DESCRIPTION OF THE TASK: Across all the entries below, count each line that holds "wheel" and report the figure only.

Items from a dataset
◆ ◆ ◆

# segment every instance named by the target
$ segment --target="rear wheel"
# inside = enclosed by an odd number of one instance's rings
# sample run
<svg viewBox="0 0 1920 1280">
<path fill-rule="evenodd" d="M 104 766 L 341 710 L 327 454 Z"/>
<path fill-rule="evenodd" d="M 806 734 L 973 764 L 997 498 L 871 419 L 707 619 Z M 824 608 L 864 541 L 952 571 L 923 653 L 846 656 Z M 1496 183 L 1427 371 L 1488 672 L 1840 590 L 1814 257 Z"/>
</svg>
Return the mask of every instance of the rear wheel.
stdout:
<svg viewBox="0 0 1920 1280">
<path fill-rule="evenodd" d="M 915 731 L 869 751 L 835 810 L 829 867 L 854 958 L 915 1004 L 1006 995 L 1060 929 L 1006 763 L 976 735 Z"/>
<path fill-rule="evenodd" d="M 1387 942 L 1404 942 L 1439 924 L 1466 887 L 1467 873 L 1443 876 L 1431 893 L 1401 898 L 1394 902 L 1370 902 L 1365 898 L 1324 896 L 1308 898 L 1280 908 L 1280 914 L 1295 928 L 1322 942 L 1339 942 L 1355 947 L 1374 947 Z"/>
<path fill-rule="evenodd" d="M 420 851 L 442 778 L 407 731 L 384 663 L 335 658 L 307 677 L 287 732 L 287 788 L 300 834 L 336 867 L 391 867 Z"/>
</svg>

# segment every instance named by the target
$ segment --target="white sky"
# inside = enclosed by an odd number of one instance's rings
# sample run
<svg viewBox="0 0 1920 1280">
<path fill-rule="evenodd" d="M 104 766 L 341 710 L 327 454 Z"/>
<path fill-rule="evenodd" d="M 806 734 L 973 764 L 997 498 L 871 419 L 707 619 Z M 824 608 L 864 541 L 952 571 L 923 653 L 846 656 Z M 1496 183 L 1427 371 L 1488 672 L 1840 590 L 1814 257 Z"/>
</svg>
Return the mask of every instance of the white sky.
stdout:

◆ ◆ ◆

RESULT BELOW: 2